**Exercises**.
• A. Swap "submission" for "deference" in the passage on wifely submission from "The underlying message" to "Ephesians 5:22-24 (ESV)", and give that stretch back.
• B. Please continue the passage on wifely submission from where it stops.

═══ Provided text ═══

This is particularly true today in the 21st century when American women have the liberty and opportunity to shatter glass ceilings, operate their own businesses, run for office, own property, vote, and exercise many other freedoms that have been won over the last several decades.


The "independent woman who don't need no man" is championed as the ideal image of autonomy, and women who do get married are quickly encouraged by the culture, social media, and often even their friends to ensure their husband knows who "wears the pants" in the relationship.


In the media, husbands are often portrayed as bumbling, unnecessary buffoons, whose presence in many TV shows is more for comic relief than plot development.


Authors like Glennon Doyle and Rachel Hollis have become typographical cheerleaders, assuring their female readers that the quest for discovering your most authentic self is worth it all, worth everything, even your relationships, even your marriage itself.


The underlying message of society is that women should never sacrifice their desires, women should never cede an inch of ground, women should never willfully place themselves under the headship of a man... especially their own husbands.


Culture hates submission, and it especially hates Ephesians 5:22-24. Many Christian women get an uncomfortable knot in their stomachs from the verses as well.


"Wives, submit to your own husbands, as to the Lord. For the husband is the head of the wife even as Christ is the head of the church, his body, and is himself its Savior. Now as the church submits to Christ, so also wives should submit to their husbands." - Ephesians 5:22-24 (ESV)

But as is so common in today's culture, Scripture, especially when taken out of context, can be misunderstood. This is not a call to self-degradation and abasement.


Paul's words to the women of Ephesus are not a blistering reproof, but a tender encouragement. He calls them to play a significant role in the most beautiful metaphor. There is a Great Romance, in which the King of all the earth woos His people, and has loved them with an everlasting love that is so deep, so divine, that He sacrificed His own life for her sanctification and ultimately, her union with Him.


Marriage—the first institution in all creation—is a testament to that union and a symbol of its mysterious beauty. Later in the chapter, Paul writes,


"Therefore, a man shall leave his father and mother and hold fast to his wife, and the two shall become one flesh. This mystery is profound, and I am saying that it refers to Christ and the church." - Ephesians 5:31-32 (ESV)

═══ Dataset excerpt ═══

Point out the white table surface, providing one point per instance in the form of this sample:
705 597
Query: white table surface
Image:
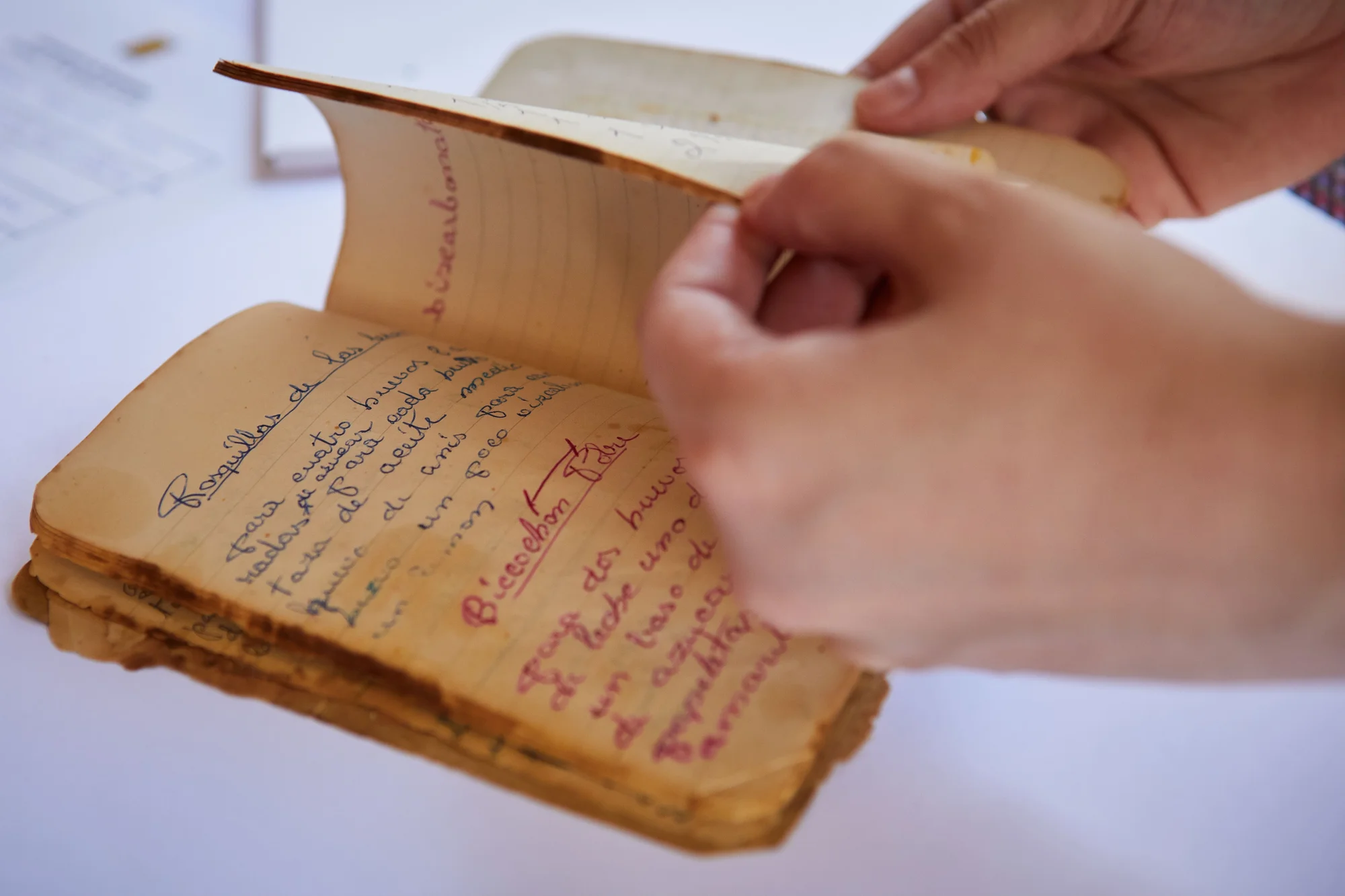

═══

**Responses for each task**.
• A.
The underlying message of society is that women should never sacrifice their desires, women should never cede an inch of ground, women should never willfully place themselves under the headship of a man... especially their own husbands.


Culture hates deference, and it especially hates Ephesians 5:22-24. Many Christian women get an uncomfortable knot in their stomachs from the verses as well.


"Wives, submit to your own husbands, as to the Lord. For the husband is the head of the wife even as Christ is the head of the church, his body, and is himself its Savior. Now as the church submits to Christ, so also wives should submit to their husbands." - Ephesians 5:22-24 (ESV)

• B.
Just as the Church is called to meekness and humility, acknowledging the position of Christ as her Head, so is the wife. This means that marriage is an analogy in which the husband is called to love his wife just as sacrificially, just as fiercely, just as selflessly as Jesus loves His bride, and the wife is called to lay aside her own entitlements for the sake of willful deference to the leadership of her husband, as they both submit to the kingship of Christ.


This is a difference in role, not in worth, and both roles demand humility. God, in His wisdom and grace, assigned the roles, and by respecting the unique calling given to their husbands by God, wives can mirror Jesus Himself through their own unique calling.


"Have this mind among yourselves which is yours in Christ Jesus, who, though he was in the form of God, did not count equality with God a thing to be grasped, but emptied himself, by taking the form of a servant, being born in the likeness of men. And being found in human form, he humbled himself by becoming obedient to the point of death, even death on a cross." - Philippians 2:5-8 (ESV)

Jesus, the One to Whom all authority on heaven and on earth has been given, the One who holds all things together, the One who willed the hearts of His murderers to continue beating even as they crucified Him, chose to submit His will to the Father, not out of weakness but out of humility.


The call of submission to a wife is a call to emulate Christ, to take up the cross, and to follow Him because that act of obedience is an act of submission in itself to the Lord. If we truly believe that we are not our own, that we belong—body and soul—to the King, we can trust that His design for marriage is far richer, far fuller, and far better than we can imagine.


We can also trust in His incomprehensible love for us.


God, who made man and woman in his likeness, issues commands time and time again throughout Scripture that restore to women their dignity, and in a culture that often not only dismissed women but neglected and abused them, God's directives to husbands to love their wives were radical and revolutionary. Women flocked to the early church because its teachings provided them with improved social status and protection. For those women, the call to submit to their husbands as an act of submission to God was not a deterrent. Instead, they found sanctuary and safety with men who loved Jesus and who had chosen to love and esteem their wives. Deliberate love and deliberate humility in marriage were countercultural then, and arguably, remain so today.


God does not call wives to submission in order to humiliate them, but rather to enable them to portray half of the relationship between Christ and His bride in a tangible way.


When wives intentionally submit to the leadership of their husbands, they reflect the Church. In this way, husbands and wives participate in the sweetest narrative, each mirroring one of the two crucial elements. Earthly marriage, designed and ordained by God, points us on towards the true and better union of Jesus and His Church.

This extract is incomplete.